:: PROVIDED DATA

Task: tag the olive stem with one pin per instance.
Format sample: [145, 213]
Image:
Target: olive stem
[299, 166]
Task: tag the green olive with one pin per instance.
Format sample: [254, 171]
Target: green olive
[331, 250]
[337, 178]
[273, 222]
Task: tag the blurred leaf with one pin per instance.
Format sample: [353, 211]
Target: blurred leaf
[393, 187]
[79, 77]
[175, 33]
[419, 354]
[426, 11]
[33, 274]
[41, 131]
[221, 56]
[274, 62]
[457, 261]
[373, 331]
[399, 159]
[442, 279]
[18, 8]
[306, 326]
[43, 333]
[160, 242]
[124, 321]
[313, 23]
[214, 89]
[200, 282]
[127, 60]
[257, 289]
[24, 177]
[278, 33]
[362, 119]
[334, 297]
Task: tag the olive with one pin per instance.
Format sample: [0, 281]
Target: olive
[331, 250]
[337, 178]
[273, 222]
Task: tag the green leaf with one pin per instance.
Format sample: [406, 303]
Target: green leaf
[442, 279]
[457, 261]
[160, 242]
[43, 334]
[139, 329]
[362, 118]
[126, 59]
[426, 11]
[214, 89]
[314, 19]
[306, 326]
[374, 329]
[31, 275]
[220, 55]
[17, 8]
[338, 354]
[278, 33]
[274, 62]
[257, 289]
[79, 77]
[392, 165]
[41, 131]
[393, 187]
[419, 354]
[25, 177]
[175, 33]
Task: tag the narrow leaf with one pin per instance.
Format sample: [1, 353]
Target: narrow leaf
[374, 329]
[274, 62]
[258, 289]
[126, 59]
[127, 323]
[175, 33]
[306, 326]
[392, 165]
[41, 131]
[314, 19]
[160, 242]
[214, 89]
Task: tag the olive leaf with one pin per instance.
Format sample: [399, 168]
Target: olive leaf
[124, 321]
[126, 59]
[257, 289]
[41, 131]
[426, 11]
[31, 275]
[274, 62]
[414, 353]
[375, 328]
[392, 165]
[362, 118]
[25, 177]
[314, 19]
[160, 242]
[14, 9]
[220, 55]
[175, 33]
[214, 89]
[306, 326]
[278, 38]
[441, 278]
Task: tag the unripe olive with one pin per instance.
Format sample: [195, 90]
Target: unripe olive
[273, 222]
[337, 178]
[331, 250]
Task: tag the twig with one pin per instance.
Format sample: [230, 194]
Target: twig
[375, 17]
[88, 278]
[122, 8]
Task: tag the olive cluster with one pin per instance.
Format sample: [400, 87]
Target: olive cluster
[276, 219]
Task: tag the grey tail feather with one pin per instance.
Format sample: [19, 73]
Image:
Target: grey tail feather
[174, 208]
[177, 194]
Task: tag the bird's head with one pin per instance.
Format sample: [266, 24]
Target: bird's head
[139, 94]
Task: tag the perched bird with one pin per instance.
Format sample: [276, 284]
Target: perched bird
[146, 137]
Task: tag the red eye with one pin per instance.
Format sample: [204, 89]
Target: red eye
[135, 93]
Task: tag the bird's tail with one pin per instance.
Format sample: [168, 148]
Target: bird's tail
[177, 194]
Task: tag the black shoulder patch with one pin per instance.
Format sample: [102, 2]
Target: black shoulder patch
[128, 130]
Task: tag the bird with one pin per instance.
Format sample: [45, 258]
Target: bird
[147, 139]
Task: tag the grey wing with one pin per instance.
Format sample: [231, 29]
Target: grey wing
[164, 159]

::::

Convert all of the material above into a numbered list, one line per item, with blank lines left out.

1. Task: tag the olive stem with one pin per instance.
2. Format sample: [145, 213]
3. Image:
4. Target: olive stem
5. [299, 166]
6. Task: tag the green olive with one pin per instance.
7. Format sample: [254, 171]
8. Target: green olive
9. [331, 250]
10. [337, 178]
11. [273, 222]
12. Task: tag the blurred leaf with one pin per instance.
13. Format sample: [353, 211]
14. Target: blurred leaf
15. [393, 187]
16. [79, 77]
17. [175, 33]
18. [419, 354]
19. [426, 11]
20. [33, 274]
21. [41, 131]
22. [221, 56]
23. [274, 62]
24. [457, 261]
25. [373, 331]
26. [399, 159]
27. [442, 279]
28. [18, 8]
29. [306, 326]
30. [43, 333]
31. [160, 242]
32. [124, 321]
33. [313, 23]
34. [214, 89]
35. [200, 282]
36. [127, 60]
37. [257, 289]
38. [24, 177]
39. [278, 33]
40. [362, 119]
41. [334, 297]
42. Task: tag the olive with one pin per instance.
43. Format sample: [0, 281]
44. Target: olive
45. [331, 250]
46. [337, 178]
47. [273, 222]
48. Task: tag the green leaf with one pin per instance.
49. Format sample: [406, 303]
50. Target: green leaf
51. [442, 279]
52. [457, 261]
53. [160, 242]
54. [43, 334]
55. [139, 329]
56. [362, 118]
57. [126, 59]
58. [426, 11]
59. [214, 89]
60. [314, 19]
61. [306, 326]
62. [374, 329]
63. [31, 275]
64. [220, 55]
65. [17, 8]
66. [338, 354]
67. [278, 33]
68. [274, 62]
69. [257, 289]
70. [79, 77]
71. [392, 165]
72. [41, 131]
73. [393, 187]
74. [419, 354]
75. [25, 177]
76. [175, 33]
77. Task: tag the narrow leaf with one pin per instance.
78. Format sample: [1, 353]
79. Target: narrow leaf
80. [374, 329]
81. [274, 62]
82. [258, 289]
83. [126, 59]
84. [127, 323]
85. [175, 33]
86. [306, 326]
87. [392, 165]
88. [41, 131]
89. [314, 19]
90. [160, 242]
91. [214, 89]
92. Task: tag the olive leaf with one pin per instance.
93. Format sample: [399, 168]
94. Target: olive leaf
95. [124, 321]
96. [126, 59]
97. [257, 289]
98. [41, 131]
99. [426, 11]
100. [31, 275]
101. [274, 62]
102. [414, 353]
103. [375, 328]
104. [392, 165]
105. [362, 118]
106. [25, 177]
107. [314, 19]
108. [160, 242]
109. [14, 9]
110. [220, 55]
111. [175, 33]
112. [214, 89]
113. [306, 326]
114. [278, 38]
115. [441, 278]
116. Task: tag the unripe olive with one pin per instance.
117. Format sample: [195, 90]
118. Target: unripe olive
119. [273, 222]
120. [337, 178]
121. [331, 250]
122. Task: tag the twig with one pin per instance.
123. Format sample: [230, 194]
124. Target: twig
125. [375, 17]
126. [88, 278]
127. [122, 8]
128. Task: tag the olive cluster with one pin per instance.
129. Format sample: [400, 87]
130. Target: olive cluster
131. [276, 219]
132. Task: tag the grey tail feather with one pin per instance.
133. Format sample: [19, 73]
134. Image:
135. Target: grey tail feather
136. [174, 208]
137. [177, 194]
138. Task: tag the bird's head with one pin per instance.
139. Format sample: [266, 24]
140. Target: bird's head
141. [139, 94]
142. Task: tag the perched bird with one pin per instance.
143. Format sample: [276, 284]
144. Target: perched bird
145. [146, 137]
146. Task: tag the red eye with one pin per instance.
147. Format sample: [204, 89]
148. Target: red eye
149. [135, 93]
150. Task: tag the bird's tail with one pin per instance.
151. Format sample: [168, 148]
152. Target: bird's tail
153. [177, 194]
154. Task: tag the black shoulder patch with one pin per instance.
155. Format sample: [102, 2]
156. Target: black shoulder patch
157. [128, 130]
158. Task: tag the bird with one pin per instance.
159. Format sample: [45, 258]
160. Target: bird
161. [147, 139]
162. Task: tag the grey wing with one pin per instance.
163. Format sample: [231, 29]
164. Target: grey wing
165. [164, 159]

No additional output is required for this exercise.